● Task to complete: In the records below, retype the lines word for word, starting at the line that contains "of the child" and stopping after the line that contains "pixel 547 317".

[Point placement records]
---+---
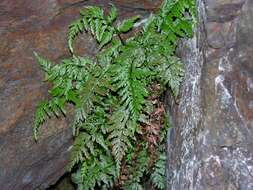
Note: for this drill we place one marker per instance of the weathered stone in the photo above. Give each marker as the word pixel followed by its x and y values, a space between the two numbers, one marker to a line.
pixel 211 143
pixel 27 26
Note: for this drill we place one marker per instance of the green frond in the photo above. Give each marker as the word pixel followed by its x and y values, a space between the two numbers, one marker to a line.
pixel 112 15
pixel 120 135
pixel 113 95
pixel 45 110
pixel 127 24
pixel 92 172
pixel 74 29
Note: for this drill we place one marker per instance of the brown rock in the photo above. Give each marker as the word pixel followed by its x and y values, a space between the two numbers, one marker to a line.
pixel 27 26
pixel 211 143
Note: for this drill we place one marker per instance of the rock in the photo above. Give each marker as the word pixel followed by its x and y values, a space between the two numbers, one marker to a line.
pixel 27 26
pixel 211 143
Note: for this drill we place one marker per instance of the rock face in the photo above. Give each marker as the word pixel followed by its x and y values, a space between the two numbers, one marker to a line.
pixel 211 143
pixel 27 26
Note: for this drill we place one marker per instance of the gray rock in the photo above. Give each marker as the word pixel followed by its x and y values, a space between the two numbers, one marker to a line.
pixel 212 143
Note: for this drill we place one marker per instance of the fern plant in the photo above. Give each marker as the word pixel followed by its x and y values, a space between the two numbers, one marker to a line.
pixel 119 125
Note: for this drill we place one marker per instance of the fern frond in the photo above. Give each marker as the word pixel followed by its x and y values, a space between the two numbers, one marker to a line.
pixel 75 28
pixel 46 109
pixel 119 135
pixel 101 172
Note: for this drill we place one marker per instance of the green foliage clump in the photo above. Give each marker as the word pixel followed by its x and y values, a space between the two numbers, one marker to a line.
pixel 118 140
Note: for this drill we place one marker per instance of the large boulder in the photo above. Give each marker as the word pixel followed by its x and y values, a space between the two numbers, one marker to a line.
pixel 211 143
pixel 27 26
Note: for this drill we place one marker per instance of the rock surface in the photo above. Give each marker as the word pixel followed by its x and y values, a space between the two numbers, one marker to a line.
pixel 27 26
pixel 211 143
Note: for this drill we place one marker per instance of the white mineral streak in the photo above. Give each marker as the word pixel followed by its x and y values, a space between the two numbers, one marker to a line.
pixel 190 109
pixel 222 92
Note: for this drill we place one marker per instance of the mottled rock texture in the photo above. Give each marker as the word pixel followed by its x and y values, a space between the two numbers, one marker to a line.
pixel 27 26
pixel 211 143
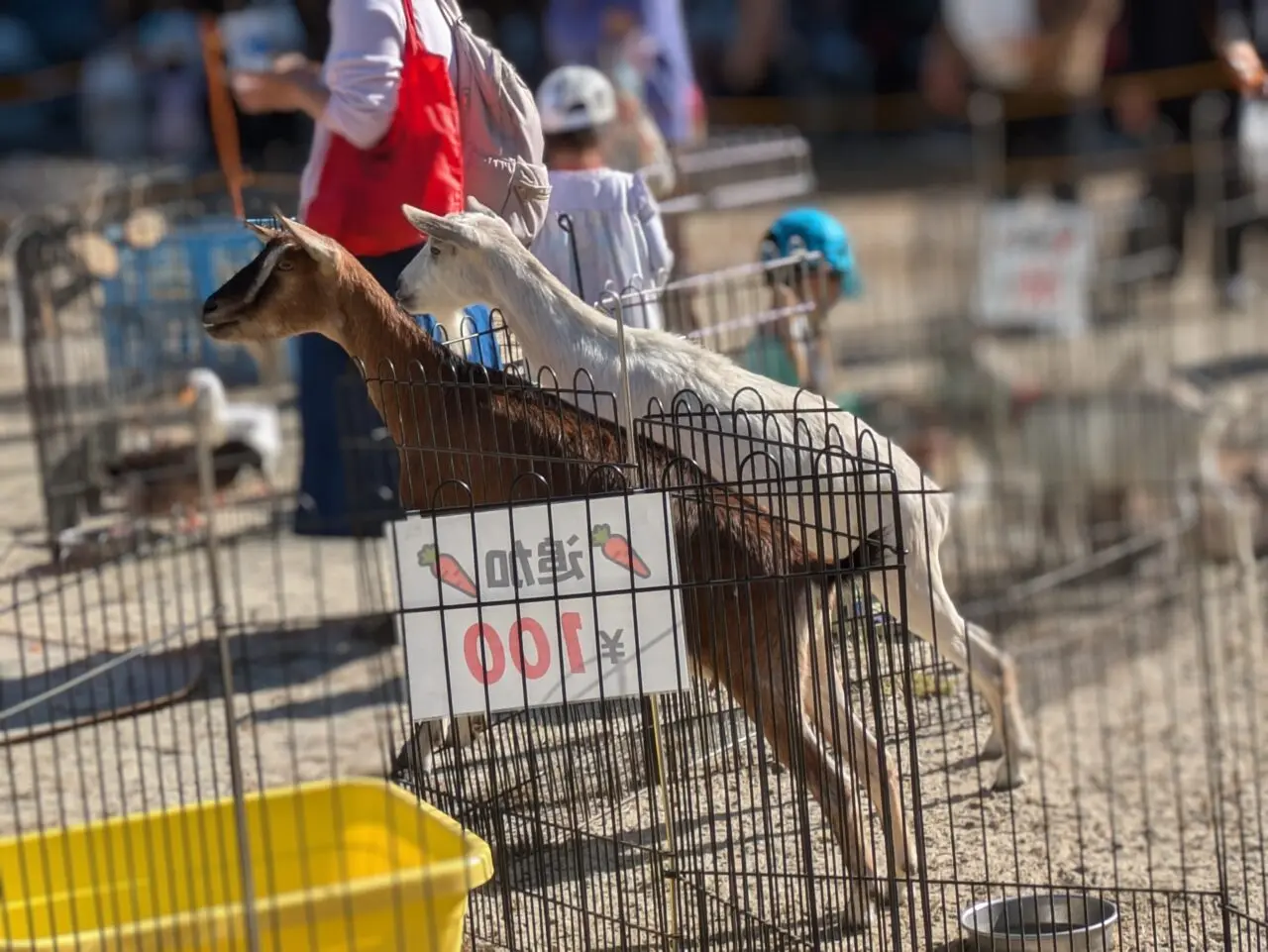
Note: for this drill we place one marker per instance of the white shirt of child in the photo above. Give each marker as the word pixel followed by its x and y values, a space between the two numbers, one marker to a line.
pixel 619 239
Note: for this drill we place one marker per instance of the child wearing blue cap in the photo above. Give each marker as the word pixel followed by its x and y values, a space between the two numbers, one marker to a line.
pixel 793 352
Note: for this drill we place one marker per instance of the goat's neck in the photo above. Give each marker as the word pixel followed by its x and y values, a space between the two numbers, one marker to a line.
pixel 385 343
pixel 547 317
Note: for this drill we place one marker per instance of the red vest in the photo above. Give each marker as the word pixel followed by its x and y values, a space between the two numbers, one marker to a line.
pixel 419 161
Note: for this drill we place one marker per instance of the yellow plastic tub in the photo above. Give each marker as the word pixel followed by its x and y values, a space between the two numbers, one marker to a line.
pixel 352 865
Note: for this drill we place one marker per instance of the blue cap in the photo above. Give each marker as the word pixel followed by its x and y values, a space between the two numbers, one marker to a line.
pixel 814 230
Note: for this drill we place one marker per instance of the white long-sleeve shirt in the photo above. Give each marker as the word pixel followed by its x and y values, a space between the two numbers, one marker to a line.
pixel 363 72
pixel 619 237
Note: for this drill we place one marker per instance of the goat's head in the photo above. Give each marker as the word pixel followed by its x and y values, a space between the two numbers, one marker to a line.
pixel 453 267
pixel 286 289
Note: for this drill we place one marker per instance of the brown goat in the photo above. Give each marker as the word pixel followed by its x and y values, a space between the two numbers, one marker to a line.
pixel 751 594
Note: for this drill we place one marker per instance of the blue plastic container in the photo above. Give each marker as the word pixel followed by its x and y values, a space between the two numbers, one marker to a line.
pixel 153 306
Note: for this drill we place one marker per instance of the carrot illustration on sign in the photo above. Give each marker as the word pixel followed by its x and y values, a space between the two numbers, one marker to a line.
pixel 618 549
pixel 448 570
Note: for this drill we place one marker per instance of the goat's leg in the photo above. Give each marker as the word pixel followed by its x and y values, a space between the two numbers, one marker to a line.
pixel 933 617
pixel 761 688
pixel 823 696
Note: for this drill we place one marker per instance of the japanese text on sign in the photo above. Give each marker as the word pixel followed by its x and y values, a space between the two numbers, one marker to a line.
pixel 1035 265
pixel 540 603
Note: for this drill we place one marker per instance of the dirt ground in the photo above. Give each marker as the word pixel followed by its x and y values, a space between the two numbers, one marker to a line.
pixel 1142 696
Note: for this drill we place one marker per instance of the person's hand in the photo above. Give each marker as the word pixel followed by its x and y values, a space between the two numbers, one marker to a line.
pixel 1135 107
pixel 264 91
pixel 1246 67
pixel 942 80
pixel 294 62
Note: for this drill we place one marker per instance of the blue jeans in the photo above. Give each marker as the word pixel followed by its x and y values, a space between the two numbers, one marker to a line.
pixel 350 472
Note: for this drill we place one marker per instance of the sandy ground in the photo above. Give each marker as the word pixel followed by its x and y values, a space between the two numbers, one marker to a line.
pixel 1144 699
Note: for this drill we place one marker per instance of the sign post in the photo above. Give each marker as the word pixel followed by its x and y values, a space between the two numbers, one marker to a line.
pixel 1035 266
pixel 540 603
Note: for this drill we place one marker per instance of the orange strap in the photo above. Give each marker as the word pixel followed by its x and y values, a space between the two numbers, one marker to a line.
pixel 221 107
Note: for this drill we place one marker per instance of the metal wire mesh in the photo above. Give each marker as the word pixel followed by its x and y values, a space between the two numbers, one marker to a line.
pixel 1137 654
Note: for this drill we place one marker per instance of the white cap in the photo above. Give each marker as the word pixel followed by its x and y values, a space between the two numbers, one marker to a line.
pixel 575 98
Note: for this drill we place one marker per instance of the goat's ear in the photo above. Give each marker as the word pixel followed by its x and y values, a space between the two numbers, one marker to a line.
pixel 263 234
pixel 444 227
pixel 475 204
pixel 317 245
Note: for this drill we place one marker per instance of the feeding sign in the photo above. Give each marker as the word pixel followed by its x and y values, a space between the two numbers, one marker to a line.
pixel 540 603
pixel 1035 265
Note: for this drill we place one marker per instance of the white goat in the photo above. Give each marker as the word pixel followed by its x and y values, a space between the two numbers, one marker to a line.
pixel 475 257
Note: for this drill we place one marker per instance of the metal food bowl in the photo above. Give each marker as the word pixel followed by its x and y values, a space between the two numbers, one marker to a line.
pixel 1044 921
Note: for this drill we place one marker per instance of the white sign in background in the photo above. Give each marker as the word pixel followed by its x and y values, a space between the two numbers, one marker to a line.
pixel 579 603
pixel 1035 265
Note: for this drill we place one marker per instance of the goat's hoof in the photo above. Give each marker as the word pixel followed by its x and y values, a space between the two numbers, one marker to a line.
pixel 1009 776
pixel 857 911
---+---
● Solution to this task:
Note: for this drill we place one marker per instance of the child wearing blue cap in the photo above. Give each marker as the word pixel followed by its x and y values, a space between the two numbers, one marker to a line.
pixel 793 352
Note: for this drill we place one marker per instance of the goat's neck in the photo above. Give each marker as the word pixel followed by its x and y values, a space between the two numbers, one marker to a line.
pixel 385 343
pixel 547 317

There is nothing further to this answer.